| ZADANIA DO WYKONANIA |
(a) Przepisz bez zmian fragment tekstu o meczecie Al-Aksa. Zacznij od słów "Zamiast potępić brutalnych", a skończ na słowach "Izraelowi i Żydom.".
(b) Jaką nazwę noszą grupy mężczyzn i kobiet wspomniane w tekście o meczecie Al-Aksa?

| FRAGMENT TEKSTU |

::::::::

Abbas i inni muzułmańscy politycy, tacy jak jego premier Mohammad Sztajeh, nadal zaprzeczają jakiemukolwiek żydowskiemu religijnemu i historycznemu powiązaniu w szczególności z Jerozolimą i ogólnie z Izraelem, pomimo niezaprzeczalnych dowodów archeologicznych i archiwalnych, które ten związek potwierdzają. Obejmuje to Biblię, Zwoje znad Morza Martwego, dzieła Józefa Flawiusza, a nawet Koran, który wielokrotnie wspomina o obecności Żydów i Mojżesza w "Ziemi Świętej" (np.: 17:104; 2:47-48; 9:30; 2:83; 3:110; 3:199; 7:159; 2:62; 22:40; 5:5; 7:145).
Oto, co Abbas miał do powiedzenia w 2015 r. o Żydach odwiedzających Wzgórze Świątynne:
"Meczet Al-Aksa i Bazylika Grobu Świętego są nasze. Wszystkie są nasze i oni (Żydzi) nie mają prawa kalać ich swoimi brudnymi stopami. Chylimy czoła przed każdą kroplę przelaną dla dobra Jerozolimy".
Od czasu fałszywych – a dokładnie mówiąc oszczerczych – oskarżeń Abbasa, dziesiątki Żydów zostało zamordowanych w różnych atakach terrorystycznych, w tym napadach nożem, taranowaniu samochodami, strzelaninach i bombardowaniach, pod pretekstem obrony meczetu Al-Aksa przed żydowską "agresją".
Jeśli na terenie meczetu Al-Aksa dochodzi do przemocy, to jest ona inicjowana przez muzułmanów, którzy uciekają się do słownych i fizycznych obelg wobec żydowskich gości i towarzyszących im policjantów. Muzułmanie utworzyli nawet grupy mężczyzn i kobiet zwane Murabitun ("obrońcy wiary") w celu nękania i zastraszania Żydów odwiedzających Wzgórze Świątynne.
Pełna odpowiedzialność za ostatnie napięcia między Izraelem a Palestyńczykami spoczywa wyłącznie na tych muzułmanach, którzy porwali Ramadan, najwyraźniej w celu podżegania do przemocy i szerzenia nienawiści wobec Izraela i Żydów.
Zamiast potępić brutalnych ekstremistów za zbezczeszczenie meczetu, przywódcy palestyńscy i ich zwolennicy obwiniają Izrael za użycie siły w celu usunięcia ich z meczetu, aby zapewnić swobodny dostęp do tego miejsca dziesiątkom tysięcy muzułmanów, którzy chcieli się modlić.
Zamiast potępić agitatorów za wnoszenie kamieni, żelaznych prętów i fajerwerków do meczetu, przywódcy palestyńscy i niektóre zachodnie media nadal rzucają fałszywe i oszczercze oskarżenia przeciwko Izraelowi i Żydom.

::::::::

| PODANE DANE |
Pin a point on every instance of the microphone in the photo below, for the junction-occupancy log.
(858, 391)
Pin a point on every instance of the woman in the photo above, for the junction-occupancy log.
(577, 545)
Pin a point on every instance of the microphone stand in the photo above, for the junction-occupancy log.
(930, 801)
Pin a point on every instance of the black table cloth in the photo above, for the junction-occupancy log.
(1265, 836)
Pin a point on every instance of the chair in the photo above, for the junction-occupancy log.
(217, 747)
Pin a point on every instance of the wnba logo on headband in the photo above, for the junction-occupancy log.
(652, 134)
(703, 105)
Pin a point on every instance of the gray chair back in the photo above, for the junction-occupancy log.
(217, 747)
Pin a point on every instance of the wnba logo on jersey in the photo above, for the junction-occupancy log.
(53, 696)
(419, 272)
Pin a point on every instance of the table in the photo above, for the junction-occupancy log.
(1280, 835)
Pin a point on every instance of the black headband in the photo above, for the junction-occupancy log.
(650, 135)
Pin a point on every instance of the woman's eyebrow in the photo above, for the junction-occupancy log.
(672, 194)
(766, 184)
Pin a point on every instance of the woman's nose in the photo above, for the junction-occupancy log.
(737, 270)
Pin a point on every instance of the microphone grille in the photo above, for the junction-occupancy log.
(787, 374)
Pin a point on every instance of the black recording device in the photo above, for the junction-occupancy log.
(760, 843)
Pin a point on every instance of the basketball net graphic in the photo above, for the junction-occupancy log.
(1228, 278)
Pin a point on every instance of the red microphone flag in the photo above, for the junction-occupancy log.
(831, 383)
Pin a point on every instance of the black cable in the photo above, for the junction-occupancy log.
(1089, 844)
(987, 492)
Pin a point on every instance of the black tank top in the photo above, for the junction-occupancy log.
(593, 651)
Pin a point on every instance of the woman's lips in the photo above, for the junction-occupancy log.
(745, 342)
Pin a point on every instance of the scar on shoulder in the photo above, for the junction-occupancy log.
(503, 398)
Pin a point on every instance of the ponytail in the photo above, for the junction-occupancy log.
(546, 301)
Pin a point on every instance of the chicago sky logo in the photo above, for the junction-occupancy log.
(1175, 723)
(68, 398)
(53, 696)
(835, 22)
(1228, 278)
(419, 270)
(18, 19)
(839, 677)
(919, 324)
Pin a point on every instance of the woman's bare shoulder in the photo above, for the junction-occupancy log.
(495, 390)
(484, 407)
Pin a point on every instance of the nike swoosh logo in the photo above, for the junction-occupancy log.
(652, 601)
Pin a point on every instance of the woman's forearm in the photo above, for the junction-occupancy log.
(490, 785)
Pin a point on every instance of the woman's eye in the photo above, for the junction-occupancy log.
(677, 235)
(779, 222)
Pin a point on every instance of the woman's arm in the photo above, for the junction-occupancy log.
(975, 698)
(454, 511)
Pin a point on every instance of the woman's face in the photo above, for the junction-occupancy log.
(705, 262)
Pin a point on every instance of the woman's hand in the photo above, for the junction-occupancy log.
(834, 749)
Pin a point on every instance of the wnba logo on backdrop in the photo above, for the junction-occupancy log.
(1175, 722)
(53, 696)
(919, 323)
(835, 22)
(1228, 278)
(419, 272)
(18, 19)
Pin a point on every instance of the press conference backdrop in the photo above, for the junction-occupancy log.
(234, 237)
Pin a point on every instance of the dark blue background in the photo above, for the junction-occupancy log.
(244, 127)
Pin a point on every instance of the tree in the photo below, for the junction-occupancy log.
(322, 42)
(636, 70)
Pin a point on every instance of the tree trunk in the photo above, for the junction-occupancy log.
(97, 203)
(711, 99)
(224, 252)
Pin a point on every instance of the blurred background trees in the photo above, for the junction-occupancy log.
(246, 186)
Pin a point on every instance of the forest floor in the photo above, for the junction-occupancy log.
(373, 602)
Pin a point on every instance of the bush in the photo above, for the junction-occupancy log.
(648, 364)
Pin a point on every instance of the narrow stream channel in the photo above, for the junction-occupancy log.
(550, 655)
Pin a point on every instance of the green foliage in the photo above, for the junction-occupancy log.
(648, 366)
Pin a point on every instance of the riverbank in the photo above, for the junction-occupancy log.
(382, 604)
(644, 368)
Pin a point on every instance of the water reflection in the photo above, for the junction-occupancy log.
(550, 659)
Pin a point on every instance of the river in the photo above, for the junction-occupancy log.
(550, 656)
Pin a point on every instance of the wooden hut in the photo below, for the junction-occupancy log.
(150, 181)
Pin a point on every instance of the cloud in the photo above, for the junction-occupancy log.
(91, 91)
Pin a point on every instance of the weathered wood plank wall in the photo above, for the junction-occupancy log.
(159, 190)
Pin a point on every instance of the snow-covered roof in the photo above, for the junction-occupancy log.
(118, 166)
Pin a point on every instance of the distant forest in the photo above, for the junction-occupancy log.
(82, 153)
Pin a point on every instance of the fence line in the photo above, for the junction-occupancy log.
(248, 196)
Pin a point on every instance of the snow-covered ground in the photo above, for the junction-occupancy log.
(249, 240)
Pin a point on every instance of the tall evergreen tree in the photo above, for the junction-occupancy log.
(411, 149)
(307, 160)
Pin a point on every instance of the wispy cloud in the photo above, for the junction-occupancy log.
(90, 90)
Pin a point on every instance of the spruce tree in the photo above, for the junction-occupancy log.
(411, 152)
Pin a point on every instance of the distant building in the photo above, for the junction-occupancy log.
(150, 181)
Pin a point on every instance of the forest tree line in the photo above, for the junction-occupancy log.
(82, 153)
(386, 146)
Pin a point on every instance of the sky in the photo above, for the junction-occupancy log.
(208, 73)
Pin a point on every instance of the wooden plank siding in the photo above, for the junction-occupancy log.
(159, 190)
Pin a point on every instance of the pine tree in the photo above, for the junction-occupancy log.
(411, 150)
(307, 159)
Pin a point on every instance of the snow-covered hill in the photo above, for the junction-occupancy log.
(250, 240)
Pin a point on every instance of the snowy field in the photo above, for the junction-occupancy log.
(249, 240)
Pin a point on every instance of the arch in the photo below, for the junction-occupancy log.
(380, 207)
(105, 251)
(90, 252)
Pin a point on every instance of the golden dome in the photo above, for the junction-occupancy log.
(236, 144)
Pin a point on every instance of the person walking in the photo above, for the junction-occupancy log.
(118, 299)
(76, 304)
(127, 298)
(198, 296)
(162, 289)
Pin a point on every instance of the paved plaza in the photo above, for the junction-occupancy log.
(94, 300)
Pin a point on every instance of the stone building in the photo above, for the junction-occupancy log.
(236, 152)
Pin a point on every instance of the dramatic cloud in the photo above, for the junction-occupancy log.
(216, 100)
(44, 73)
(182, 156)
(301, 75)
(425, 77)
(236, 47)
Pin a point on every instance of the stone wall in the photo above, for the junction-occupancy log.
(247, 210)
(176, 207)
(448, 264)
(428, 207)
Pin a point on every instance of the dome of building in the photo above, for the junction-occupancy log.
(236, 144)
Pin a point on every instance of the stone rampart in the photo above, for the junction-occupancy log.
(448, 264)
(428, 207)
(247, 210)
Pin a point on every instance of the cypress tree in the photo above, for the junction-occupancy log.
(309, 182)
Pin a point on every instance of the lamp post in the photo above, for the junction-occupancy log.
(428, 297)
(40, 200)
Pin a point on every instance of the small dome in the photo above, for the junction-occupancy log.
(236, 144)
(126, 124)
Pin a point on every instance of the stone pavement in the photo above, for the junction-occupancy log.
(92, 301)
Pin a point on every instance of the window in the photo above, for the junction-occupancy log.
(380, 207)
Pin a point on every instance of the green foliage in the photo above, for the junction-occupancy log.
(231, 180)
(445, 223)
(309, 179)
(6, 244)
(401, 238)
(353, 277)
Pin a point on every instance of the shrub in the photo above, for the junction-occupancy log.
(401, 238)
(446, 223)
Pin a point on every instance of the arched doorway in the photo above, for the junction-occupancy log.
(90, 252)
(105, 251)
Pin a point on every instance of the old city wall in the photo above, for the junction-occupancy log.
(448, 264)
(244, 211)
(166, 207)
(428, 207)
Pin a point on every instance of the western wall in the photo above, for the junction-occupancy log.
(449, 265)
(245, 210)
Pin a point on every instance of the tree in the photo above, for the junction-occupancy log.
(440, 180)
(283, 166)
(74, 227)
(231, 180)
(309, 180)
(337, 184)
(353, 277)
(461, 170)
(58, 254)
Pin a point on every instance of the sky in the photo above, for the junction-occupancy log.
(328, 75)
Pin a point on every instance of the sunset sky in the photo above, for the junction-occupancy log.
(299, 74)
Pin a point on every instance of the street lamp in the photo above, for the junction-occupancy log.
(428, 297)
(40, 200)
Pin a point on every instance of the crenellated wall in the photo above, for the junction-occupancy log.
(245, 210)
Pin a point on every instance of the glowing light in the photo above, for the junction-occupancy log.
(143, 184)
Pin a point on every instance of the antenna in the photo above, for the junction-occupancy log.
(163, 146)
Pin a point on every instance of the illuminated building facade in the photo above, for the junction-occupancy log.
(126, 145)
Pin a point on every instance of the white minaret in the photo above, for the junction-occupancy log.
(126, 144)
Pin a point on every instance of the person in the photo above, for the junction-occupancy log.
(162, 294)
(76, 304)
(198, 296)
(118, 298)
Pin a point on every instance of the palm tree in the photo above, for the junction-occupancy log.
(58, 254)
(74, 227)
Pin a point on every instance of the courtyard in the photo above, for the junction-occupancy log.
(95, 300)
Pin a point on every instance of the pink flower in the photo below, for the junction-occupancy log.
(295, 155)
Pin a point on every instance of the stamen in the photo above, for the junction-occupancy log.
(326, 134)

::::::::

| ODPOWIEDZI DO ZADAŃ |
(a)
Zamiast potępić brutalnych ekstremistów za zbezczeszczenie meczetu, przywódcy palestyńscy i ich zwolennicy obwiniają Izrael za użycie siły w celu usunięcia ich z meczetu, aby zapewnić swobodny dostęp do tego miejsca dziesiątkom tysięcy muzułmanów, którzy chcieli się modlić.
Zamiast potępić agitatorów za wnoszenie kamieni, żelaznych prętów i fajerwerków do meczetu, przywódcy palestyńscy i niektóre zachodnie media nadal rzucają fałszywe i oszczercze oskarżenia przeciwko Izraelowi i Żydom.

(b) Murabitun, czyli „obrońcy wiary”.